- _YOUR OBJECTIVE_
Output only the span of lines that begins at the line containing "Q: Locate the tan" and ends at the last line of the data, both included, exactly as they appear.

- _GIVEN DATA_
————————

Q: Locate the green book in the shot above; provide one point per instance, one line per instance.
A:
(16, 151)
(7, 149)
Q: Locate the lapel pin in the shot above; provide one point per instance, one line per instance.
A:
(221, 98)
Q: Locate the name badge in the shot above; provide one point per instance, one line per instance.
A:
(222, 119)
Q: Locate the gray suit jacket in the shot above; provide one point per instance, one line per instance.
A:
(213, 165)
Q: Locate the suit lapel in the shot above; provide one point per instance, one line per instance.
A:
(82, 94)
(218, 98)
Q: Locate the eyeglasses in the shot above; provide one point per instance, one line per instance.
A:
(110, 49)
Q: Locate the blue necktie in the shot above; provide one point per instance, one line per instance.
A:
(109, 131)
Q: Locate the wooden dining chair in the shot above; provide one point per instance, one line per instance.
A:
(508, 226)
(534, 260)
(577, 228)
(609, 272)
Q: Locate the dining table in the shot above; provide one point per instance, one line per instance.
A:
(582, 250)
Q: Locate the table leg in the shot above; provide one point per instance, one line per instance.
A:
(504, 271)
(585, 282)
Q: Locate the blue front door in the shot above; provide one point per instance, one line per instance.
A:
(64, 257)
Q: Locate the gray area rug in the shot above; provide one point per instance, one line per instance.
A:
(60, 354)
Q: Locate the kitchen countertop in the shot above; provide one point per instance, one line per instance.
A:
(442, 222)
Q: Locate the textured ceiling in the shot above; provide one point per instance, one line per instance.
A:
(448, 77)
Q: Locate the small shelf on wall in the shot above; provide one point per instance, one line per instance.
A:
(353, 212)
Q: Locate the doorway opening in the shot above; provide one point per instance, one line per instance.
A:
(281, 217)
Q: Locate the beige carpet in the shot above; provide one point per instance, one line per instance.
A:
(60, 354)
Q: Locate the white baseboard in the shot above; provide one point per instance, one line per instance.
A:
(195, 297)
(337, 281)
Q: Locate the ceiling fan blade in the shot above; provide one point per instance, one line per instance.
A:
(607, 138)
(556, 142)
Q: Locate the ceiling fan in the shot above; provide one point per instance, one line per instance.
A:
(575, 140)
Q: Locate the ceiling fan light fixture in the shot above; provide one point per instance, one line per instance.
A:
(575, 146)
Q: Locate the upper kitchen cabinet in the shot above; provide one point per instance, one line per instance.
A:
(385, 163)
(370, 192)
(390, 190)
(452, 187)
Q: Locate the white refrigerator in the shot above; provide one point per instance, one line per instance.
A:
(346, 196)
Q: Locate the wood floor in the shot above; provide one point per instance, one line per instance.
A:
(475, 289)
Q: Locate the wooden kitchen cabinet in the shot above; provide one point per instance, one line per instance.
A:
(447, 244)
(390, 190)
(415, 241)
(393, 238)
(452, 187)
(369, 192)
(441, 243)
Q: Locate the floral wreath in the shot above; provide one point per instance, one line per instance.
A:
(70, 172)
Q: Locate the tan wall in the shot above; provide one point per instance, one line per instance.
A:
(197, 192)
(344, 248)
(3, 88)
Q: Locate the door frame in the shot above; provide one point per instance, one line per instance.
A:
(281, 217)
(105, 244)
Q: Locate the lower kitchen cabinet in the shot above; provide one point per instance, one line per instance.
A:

————————

- _ANSWER TO THIS EXERCISE_
Q: Locate the tan wall in the shot above; provide one point per instance, one line per instance.
A:
(197, 192)
(344, 248)
(3, 88)
Q: Locate the door frame in the shot above; provide one point per instance, one line per instance.
A:
(281, 217)
(105, 244)
Q: Locate the lower kitchen cabinet in the shot above; provide one point per instance, one line per instance.
A:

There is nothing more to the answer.